_Aim of the task_
Write out every row below verbatim, leaving out the pictures.

_Data extract_
——————————

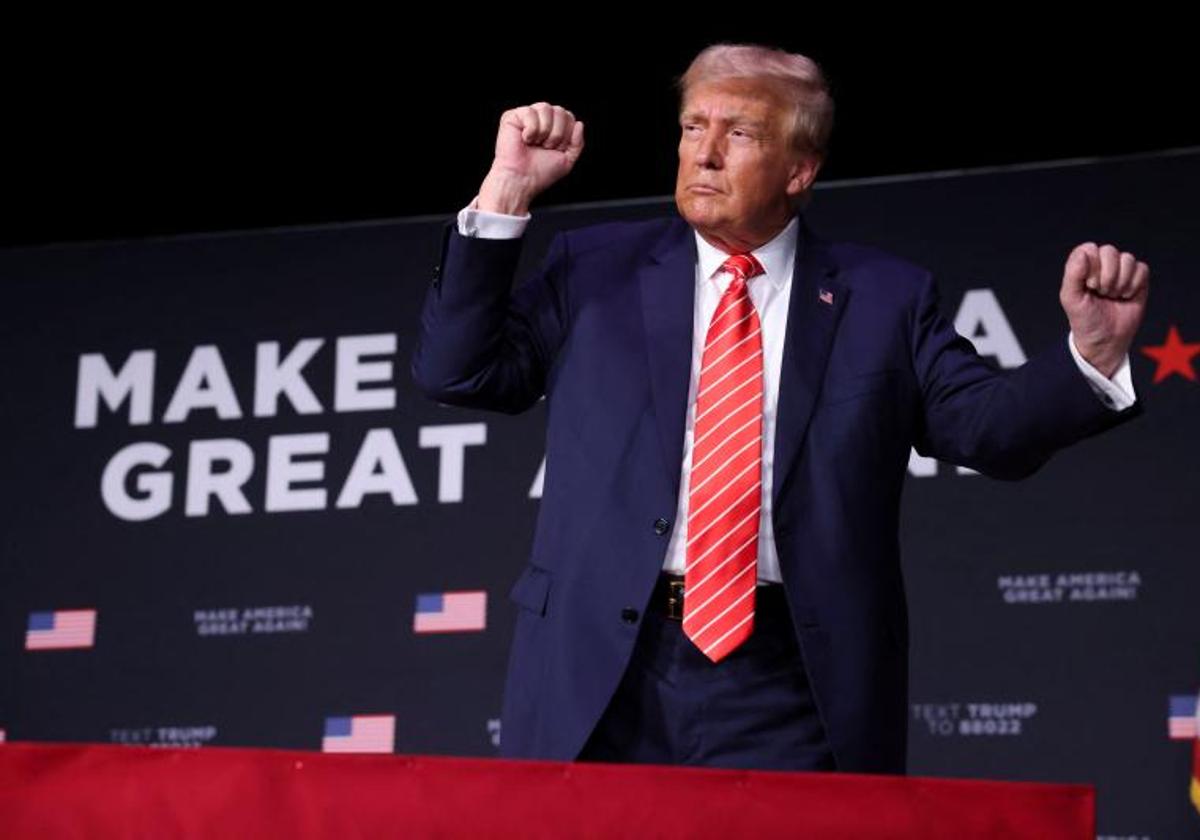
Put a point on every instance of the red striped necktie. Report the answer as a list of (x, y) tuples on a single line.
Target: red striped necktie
[(725, 481)]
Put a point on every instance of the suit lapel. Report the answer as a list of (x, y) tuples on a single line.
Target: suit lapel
[(667, 282), (817, 300)]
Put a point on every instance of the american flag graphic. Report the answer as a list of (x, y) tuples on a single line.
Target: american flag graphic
[(360, 733), (60, 629), (1181, 725), (450, 612)]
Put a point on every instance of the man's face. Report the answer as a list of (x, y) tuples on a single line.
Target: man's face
[(737, 167)]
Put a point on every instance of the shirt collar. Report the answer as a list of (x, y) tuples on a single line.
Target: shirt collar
[(774, 256)]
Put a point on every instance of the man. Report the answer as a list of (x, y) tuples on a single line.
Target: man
[(715, 574)]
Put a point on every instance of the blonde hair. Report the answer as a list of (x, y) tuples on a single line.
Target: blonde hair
[(796, 78)]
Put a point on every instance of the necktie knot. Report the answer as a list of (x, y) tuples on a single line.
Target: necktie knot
[(743, 267)]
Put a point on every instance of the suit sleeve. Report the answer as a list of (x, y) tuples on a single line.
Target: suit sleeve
[(480, 343), (1002, 423)]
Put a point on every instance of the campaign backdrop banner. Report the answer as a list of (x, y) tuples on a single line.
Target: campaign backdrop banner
[(229, 517)]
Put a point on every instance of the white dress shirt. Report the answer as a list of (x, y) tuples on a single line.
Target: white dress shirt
[(771, 294)]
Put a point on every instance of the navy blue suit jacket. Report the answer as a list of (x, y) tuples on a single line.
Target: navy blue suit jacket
[(604, 330)]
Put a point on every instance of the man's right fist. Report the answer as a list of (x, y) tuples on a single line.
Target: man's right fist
[(535, 147)]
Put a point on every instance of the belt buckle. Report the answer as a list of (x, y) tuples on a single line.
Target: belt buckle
[(675, 599)]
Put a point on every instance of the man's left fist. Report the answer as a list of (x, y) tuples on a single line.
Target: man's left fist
[(1104, 297)]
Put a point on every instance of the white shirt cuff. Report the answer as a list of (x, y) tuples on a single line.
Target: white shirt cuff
[(1116, 393), (485, 225)]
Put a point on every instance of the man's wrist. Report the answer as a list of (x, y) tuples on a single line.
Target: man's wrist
[(505, 193)]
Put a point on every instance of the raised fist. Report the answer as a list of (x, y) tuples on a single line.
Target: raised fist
[(535, 147)]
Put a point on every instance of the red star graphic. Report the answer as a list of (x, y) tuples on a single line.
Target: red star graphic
[(1174, 355)]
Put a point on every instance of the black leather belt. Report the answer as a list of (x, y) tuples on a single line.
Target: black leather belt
[(669, 597)]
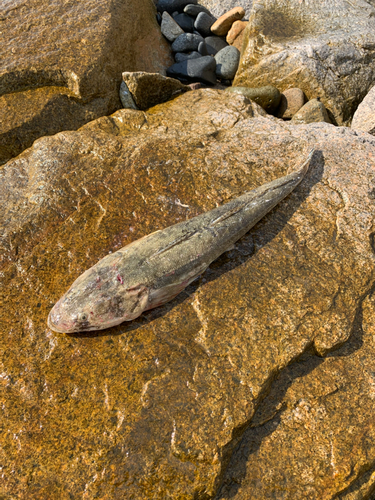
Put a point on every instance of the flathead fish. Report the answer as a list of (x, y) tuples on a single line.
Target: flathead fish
[(157, 267)]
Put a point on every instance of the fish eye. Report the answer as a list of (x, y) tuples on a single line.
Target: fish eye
[(82, 317)]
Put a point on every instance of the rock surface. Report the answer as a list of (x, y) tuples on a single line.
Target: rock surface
[(220, 7), (291, 101), (313, 405), (203, 23), (185, 22), (149, 89), (169, 27), (126, 98), (364, 117), (214, 44), (194, 10), (187, 42), (172, 6), (235, 31), (227, 60), (200, 69), (154, 408), (65, 69), (183, 56), (312, 111), (224, 23), (267, 97), (331, 57)]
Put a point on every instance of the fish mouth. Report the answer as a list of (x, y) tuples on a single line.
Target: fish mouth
[(54, 325)]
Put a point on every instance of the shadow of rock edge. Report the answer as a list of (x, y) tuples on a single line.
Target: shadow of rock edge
[(65, 70), (153, 408), (312, 405), (330, 57)]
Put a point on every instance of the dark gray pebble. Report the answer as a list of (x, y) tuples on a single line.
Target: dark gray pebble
[(186, 42), (183, 56), (193, 10), (227, 60), (169, 28), (214, 44), (203, 23), (173, 5), (198, 70), (185, 22), (202, 49)]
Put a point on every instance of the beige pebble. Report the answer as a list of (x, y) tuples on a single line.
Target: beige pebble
[(224, 23), (236, 29), (292, 101)]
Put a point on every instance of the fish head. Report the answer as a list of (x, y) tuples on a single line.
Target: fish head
[(100, 298)]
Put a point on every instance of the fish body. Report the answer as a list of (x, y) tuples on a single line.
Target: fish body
[(157, 267)]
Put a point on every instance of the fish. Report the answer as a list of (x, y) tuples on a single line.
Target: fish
[(154, 269)]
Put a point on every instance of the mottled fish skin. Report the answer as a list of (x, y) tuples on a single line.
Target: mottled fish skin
[(157, 267)]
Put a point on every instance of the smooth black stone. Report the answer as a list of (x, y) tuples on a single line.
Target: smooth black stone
[(185, 22), (202, 49), (227, 60), (182, 56), (194, 10), (203, 23), (195, 70), (186, 42), (214, 44), (172, 5), (169, 28)]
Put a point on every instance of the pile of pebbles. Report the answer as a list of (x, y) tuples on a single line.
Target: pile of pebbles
[(198, 41)]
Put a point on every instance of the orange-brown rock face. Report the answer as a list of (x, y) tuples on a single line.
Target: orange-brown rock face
[(329, 57), (78, 48), (154, 408)]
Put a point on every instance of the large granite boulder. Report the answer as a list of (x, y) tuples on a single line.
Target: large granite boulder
[(330, 56), (61, 63), (154, 408)]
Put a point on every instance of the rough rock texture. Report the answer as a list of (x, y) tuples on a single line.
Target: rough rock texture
[(172, 6), (291, 101), (169, 28), (183, 56), (187, 42), (224, 23), (312, 111), (220, 7), (313, 406), (126, 98), (331, 56), (61, 63), (200, 69), (364, 117), (268, 97), (227, 60), (154, 408), (149, 89), (235, 31)]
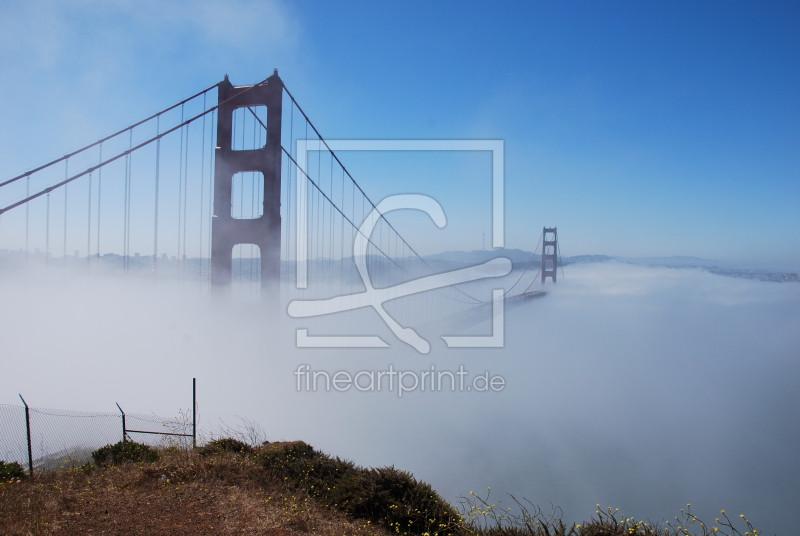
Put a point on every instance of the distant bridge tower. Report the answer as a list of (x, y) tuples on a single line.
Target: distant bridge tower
[(265, 230), (549, 253)]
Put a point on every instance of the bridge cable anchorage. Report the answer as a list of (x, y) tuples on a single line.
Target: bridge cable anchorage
[(114, 158), (57, 160), (380, 215)]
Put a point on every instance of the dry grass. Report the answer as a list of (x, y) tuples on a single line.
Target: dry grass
[(181, 494)]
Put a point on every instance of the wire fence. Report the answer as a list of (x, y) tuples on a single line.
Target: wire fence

——————————

_Correct answer_
Put a point on every instance of the red striped necktie. Report the answer as a list of (x, y) tuples on a single line.
Target: red striped necktie
[(725, 481)]
Put a point on every instance of the suit lapel. Report the answer as a list of (x, y) tuples on a single line.
Target: suit lapel
[(667, 282), (817, 300)]
Put a point on every instance of the american flag graphic. Report the answer as a list of (x, y) tuples on a single line.
Target: american flag graphic
[(360, 733), (60, 629), (1181, 725), (450, 612)]
Put a point on every instance of the man's face. Report the answer as a list of (x, y) tuples on a single line.
Target: man's face
[(737, 167)]
Put a point on every instance of the shirt collar. Report the answer as a list of (x, y) tuples on a single line.
Target: shirt collar
[(774, 256)]
Put a point on every instance of the man. Report the answer as a list of (x, y) tuples on a single line.
Target: man
[(715, 574)]
Put a point on every instance of the blonde hair. Report the answer as a list of (x, y) tuples on a single line.
Target: blonde hair
[(796, 78)]
Put a point on every instance of the necktie knot. Report the answer as a list of (x, y) tuples on a single line.
Target: necktie knot
[(743, 267)]
Put a point on every instance of the suit sleeve. Report the answer as a list of (x, y) tuples on a single line.
Target: suit sleeve
[(480, 343), (1002, 423)]
Put a point on every instance of the campaign backdrop banner. Report the answer as a list of (x, y) tuples on a single line.
Target: campaign backdrop banner
[(229, 517)]
Put a point on every instance of the white dress shirt. Report the answer as a list of (x, y) tuples on a single line.
Target: white dress shirt
[(771, 294)]
Put a point on every instance of the navy blue suit jacket. Report the answer as a list of (x, y) tuples on a single line.
Target: navy blue suit jacket
[(604, 330)]
Put a point on every instance of the man's right fist. Report the answer as a list of (x, y) tuples on a single line.
Target: man's right fist
[(535, 147)]
Put a point on every instance of the belt buckle. Report the answer as a list of (x, y) tuples on a single line.
Target: belt buckle
[(675, 599)]
Put a point on every instance of the man's left fist. Report the answer as a list of (x, y) tuples on a single line.
Target: man's left fist
[(1104, 297)]
Put a point on every instance of the white shirt cuff. Report the answer as a list of (x, y) tuples on a single line.
Target: white shirt cuff
[(1116, 393), (485, 225)]
Put a point on every instance of the man's wrist. Report the answer as a list of (x, y) tuples on a single line.
Target: man's wrist
[(505, 193)]
Put a point on every instance of the raised fist. Report the answer as a list of (x, y) tuples on a single line.
Target: raised fist
[(535, 147)]
Put a point on every instance of the red star graphic. Report the answer as a list of (x, y) tuples on a single line.
Target: red star graphic
[(1174, 355)]
Put a point on every instance of the black leather belt. Report the answer as a list of (x, y) tuples on a single line.
Target: black leather belt
[(669, 597)]
Put a point on every instance of the flathead fish. Report the answer as a list of (x, y) tuples on a single line.
Target: flathead fish
[(157, 267)]
Put a point on every instance of the fish eye. Report the answer as a list of (x, y) tuples on a single line.
Target: fish eye
[(82, 317)]
Put a point on every instance of the rock surface. Report the answer as a list of (x, y) tuples on a single line.
Target: rock surface
[(220, 7), (291, 101), (313, 405), (203, 23), (185, 22), (149, 89), (169, 27), (126, 98), (364, 117), (214, 44), (194, 10), (187, 42), (172, 6), (235, 31), (227, 60), (200, 69), (154, 408), (65, 69), (183, 56), (312, 111), (224, 23), (267, 97), (331, 57)]
Put a point on every instance of the fish mouth. Report the answer as a list of (x, y) tuples on a single line.
Target: fish mouth
[(54, 325)]
Put a point on every instance of the shadow of rock edge. Report the answer as a list of (x, y) tuples on a single line.
Target: shadow of rock edge
[(65, 70), (153, 408), (312, 405), (330, 57)]
Put a point on every instance of the dark gray pebble. Report the answer as a list of (x, y) tuples on a single line.
Target: dark gray pebble
[(186, 42), (183, 56), (193, 10), (227, 60), (169, 28), (214, 44), (203, 23), (173, 5), (198, 70), (185, 22), (202, 49)]
Put a point on every instance of the beige pebble. Report the answer as a list of (x, y) tuples on a single line.
Target: beige pebble
[(224, 23), (236, 29), (292, 101)]
Put a point on every instance of the fish head. Report the answer as a list of (x, y) tuples on a single line.
Target: fish head
[(100, 298)]
Put a point on every instance of the fish body. Report the answer as a list of (x, y) tuples on a single line.
Target: fish body
[(157, 267)]
Put a point on every instance of the fish. Report the answer as a list of (x, y) tuples on a single line.
Target: fish
[(154, 269)]
Put a point on every instance of the mottled fish skin. Report the answer as a list of (x, y) tuples on a single line.
Target: mottled fish skin
[(157, 267)]
Put a point on every instance of the smooth black stone. Report the answer as a list of (x, y) tuples on a single line.
Target: smooth black stone
[(185, 22), (202, 49), (227, 60), (182, 56), (194, 10), (203, 23), (195, 70), (186, 42), (214, 44), (172, 5), (169, 28)]
Put a point on every instance of the pile of pebbles. Report the answer as a list of (x, y) tuples on a single line.
Target: pile of pebbles
[(198, 41)]
Put a point on every instance of the orange-brown rock face. Report the answer as a list of (x, y) tuples on a single line.
Target: orange-brown rock face
[(329, 57), (78, 48), (154, 408)]
Put a point on every instance of the large granite boulder. Report the answer as a list of (x, y) tuples on a single line.
Target: large granite boulder
[(330, 56), (61, 63), (154, 408)]
Put a point on every instance of the rough rock texture. Report the answer as a list of (x, y) tuples on a single line.
Target: rough rock texture
[(172, 6), (291, 101), (169, 28), (183, 56), (187, 42), (224, 23), (312, 111), (220, 7), (313, 406), (126, 98), (331, 56), (61, 63), (200, 69), (364, 117), (268, 97), (227, 60), (154, 408), (149, 89), (235, 31)]
Put a point on every instance of the distant bridge tower. Report the answer as a list of (x, y) tuples on a single line.
Target: distant bridge tower
[(265, 230), (549, 253)]
Put a point on every instance of the bridge cable anchorage. Report the answer as a list of (x, y) tuples on a single line.
Target: bridge cable anchorage
[(114, 158), (57, 160), (380, 215)]
Put a point on every instance of the dry grass. Report the answer as a list of (x, y) tuples on a single line.
Target: dry grass
[(181, 494)]
Put a point on every instance of the wire fence. Report the answer as a list of (x, y) tuples on a single line.
Target: wire fence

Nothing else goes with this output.